• [EXERCISE BRIEF] Write out all the items below again, swapping "specialized" for "dedicated" wherever it appears and leaving everything else the same.

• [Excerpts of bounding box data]
....

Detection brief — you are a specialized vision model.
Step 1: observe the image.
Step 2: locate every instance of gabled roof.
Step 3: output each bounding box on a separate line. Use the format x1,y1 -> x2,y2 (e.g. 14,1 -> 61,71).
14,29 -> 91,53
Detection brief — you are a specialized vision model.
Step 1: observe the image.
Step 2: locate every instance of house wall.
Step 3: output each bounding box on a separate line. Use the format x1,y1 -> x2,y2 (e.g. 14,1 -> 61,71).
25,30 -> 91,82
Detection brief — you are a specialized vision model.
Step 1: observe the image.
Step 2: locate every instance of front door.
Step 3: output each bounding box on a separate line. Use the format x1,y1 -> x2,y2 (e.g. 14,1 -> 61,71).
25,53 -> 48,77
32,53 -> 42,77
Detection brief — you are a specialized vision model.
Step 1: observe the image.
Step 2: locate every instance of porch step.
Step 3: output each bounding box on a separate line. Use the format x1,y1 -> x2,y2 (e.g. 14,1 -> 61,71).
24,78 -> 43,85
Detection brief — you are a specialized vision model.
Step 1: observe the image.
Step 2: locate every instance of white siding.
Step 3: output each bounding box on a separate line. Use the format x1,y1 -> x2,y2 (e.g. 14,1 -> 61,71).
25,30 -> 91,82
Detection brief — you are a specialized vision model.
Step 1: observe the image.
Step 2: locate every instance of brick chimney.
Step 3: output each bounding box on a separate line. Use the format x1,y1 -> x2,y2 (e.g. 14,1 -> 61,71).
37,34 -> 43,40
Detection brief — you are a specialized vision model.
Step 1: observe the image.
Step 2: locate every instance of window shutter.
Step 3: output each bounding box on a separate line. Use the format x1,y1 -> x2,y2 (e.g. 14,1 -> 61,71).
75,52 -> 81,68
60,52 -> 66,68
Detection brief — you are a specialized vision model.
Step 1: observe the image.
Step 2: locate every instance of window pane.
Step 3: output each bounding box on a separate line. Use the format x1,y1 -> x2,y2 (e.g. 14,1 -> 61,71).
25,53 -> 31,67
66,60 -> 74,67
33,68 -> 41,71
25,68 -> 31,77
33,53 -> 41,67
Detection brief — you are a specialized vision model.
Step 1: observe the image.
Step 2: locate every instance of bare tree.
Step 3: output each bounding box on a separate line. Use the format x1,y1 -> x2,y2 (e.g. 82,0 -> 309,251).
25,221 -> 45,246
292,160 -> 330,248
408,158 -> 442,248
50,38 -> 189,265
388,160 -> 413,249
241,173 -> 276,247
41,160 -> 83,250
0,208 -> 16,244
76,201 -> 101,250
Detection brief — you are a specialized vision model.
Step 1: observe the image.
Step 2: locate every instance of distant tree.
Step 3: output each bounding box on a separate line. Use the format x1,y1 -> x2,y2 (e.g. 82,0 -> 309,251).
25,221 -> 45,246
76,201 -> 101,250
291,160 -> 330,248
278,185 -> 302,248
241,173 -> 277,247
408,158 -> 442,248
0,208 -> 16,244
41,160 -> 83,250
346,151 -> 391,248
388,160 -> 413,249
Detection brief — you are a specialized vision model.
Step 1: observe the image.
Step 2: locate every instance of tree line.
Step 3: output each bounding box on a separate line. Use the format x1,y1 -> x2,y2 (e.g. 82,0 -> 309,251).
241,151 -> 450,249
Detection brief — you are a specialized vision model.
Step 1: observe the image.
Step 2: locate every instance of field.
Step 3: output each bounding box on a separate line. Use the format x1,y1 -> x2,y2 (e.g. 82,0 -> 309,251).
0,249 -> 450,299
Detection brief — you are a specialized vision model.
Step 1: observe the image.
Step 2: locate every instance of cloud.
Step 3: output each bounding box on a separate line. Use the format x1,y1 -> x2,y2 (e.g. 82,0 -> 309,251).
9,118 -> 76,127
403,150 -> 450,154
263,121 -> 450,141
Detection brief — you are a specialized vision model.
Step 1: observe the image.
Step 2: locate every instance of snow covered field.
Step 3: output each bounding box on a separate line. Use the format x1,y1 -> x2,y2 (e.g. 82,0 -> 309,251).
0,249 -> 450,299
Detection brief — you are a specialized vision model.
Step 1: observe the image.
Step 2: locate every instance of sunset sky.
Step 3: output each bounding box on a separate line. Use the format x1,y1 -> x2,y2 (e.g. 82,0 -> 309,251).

....

• [THE RESULT]
Detection brief — you are a dedicated vision model.
Step 1: observe the image.
Step 2: locate every instance of gabled roof.
Step 3: output each bounding box on a separate line. Use the format x1,y1 -> x2,y2 (e.g. 14,1 -> 61,71).
14,29 -> 91,53
Detection brief — you are a dedicated vision model.
Step 1: observe the image.
Step 2: locate every instance of house wall.
Step 3: output each bounding box on a separate line. Use the format x1,y1 -> x2,y2 (e.g. 14,1 -> 61,71).
25,30 -> 91,82
Detection brief — you are a dedicated vision model.
Step 1: observe the image.
Step 2: locate every instance of front door.
Step 3: output each bounding box on a separate line. Use the format x1,y1 -> x2,y2 (e.g. 14,1 -> 61,71).
25,53 -> 48,77
32,53 -> 42,77
Detection brief — you are a dedicated vision model.
Step 1: observe the image.
Step 2: locate every instance of porch step.
Step 3: output each bounding box on a separate line. Use the format x1,y1 -> x2,y2 (e.g. 14,1 -> 61,71).
24,78 -> 43,85
Detection brief — you are a dedicated vision model.
Step 1: observe the image.
Step 2: locate every instance of white siding.
Step 3: output each bounding box on a separate line. Use the format x1,y1 -> x2,y2 (e.g. 14,1 -> 61,71).
25,30 -> 91,82
Detection brief — you are a dedicated vision model.
Step 1: observe the image.
Step 2: locate every instance of brick chimney.
Step 3: output each bounding box on a separate line. Use the format x1,y1 -> x2,y2 (e.g. 14,1 -> 61,71).
37,34 -> 43,40
Detection brief — you are a dedicated vision model.
Step 1: observe the image.
Step 2: locate every instance of window shutter.
Step 3: output each bounding box on a separate line. Use the format x1,y1 -> x2,y2 (e.g. 14,1 -> 61,71).
75,52 -> 81,68
60,52 -> 66,68
Detection brief — you are a dedicated vision model.
Step 1: observe the image.
Step 2: locate every instance of window pane.
Step 3: output each bounding box on a separate line. Use the format x1,y1 -> x2,y2 (e.g. 14,1 -> 61,71).
25,53 -> 31,67
66,60 -> 74,67
33,68 -> 41,71
25,68 -> 31,77
33,53 -> 41,67
Detection brief — you are a dedicated vision model.
Step 1: observe the image.
Step 2: locate every instance of bare tree.
Step 3: output each bounding box on a separate line. Use the format x1,y1 -> x2,y2 (e.g. 82,0 -> 309,251).
25,221 -> 45,246
292,160 -> 330,248
408,158 -> 442,248
50,38 -> 189,265
388,160 -> 413,249
241,173 -> 276,247
41,160 -> 83,250
0,208 -> 16,244
76,201 -> 101,250
Detection brief — you are a dedicated vision model.
Step 1: observe the image.
Step 2: locate every instance of distant tree.
Step 3: output each bounding box on a separate line. Use the format x1,y1 -> x2,y2 (e.g. 82,0 -> 309,251).
25,221 -> 45,246
76,201 -> 101,250
291,160 -> 330,248
278,185 -> 302,248
241,173 -> 277,247
408,158 -> 442,248
0,208 -> 16,244
41,160 -> 83,250
346,151 -> 391,248
388,160 -> 413,249
Detection brief — you are a dedicated vision model.
Step 1: observe the image.
Step 2: locate every instance of tree line.
Step 3: output each bounding box on a separate line. Use the format x1,y1 -> x2,y2 (e.g. 82,0 -> 309,251).
241,151 -> 450,249
Detection brief — you are a dedicated vision model.
Step 1: observe the image.
Step 2: locate every instance of field.
Step 3: output each bounding box on a separate line. Use the format x1,y1 -> x2,y2 (e.g. 82,0 -> 309,251).
0,249 -> 450,299
Detection brief — you are a dedicated vision model.
Step 1: observe the image.
Step 2: locate every instance of cloud.
Step 3: output each bounding box on a separate line. Use the format x1,y1 -> x2,y2 (e.g. 82,0 -> 309,251).
9,118 -> 76,127
403,150 -> 450,154
263,121 -> 450,141
Detection brief — you are a dedicated vision model.
Step 1: observe the image.
Step 2: locate every instance of snow covered field.
Step 3: output each bounding box on a separate line. Use the format x1,y1 -> x2,y2 (e.g. 82,0 -> 309,251).
0,249 -> 450,299
Detection brief — you are a dedicated vision model.
Step 1: observe the image.
Step 2: locate every instance of sunset sky.
Step 3: output each bounding box on a separate line. Use the format x1,y1 -> x2,y2 (e.g. 82,0 -> 309,251).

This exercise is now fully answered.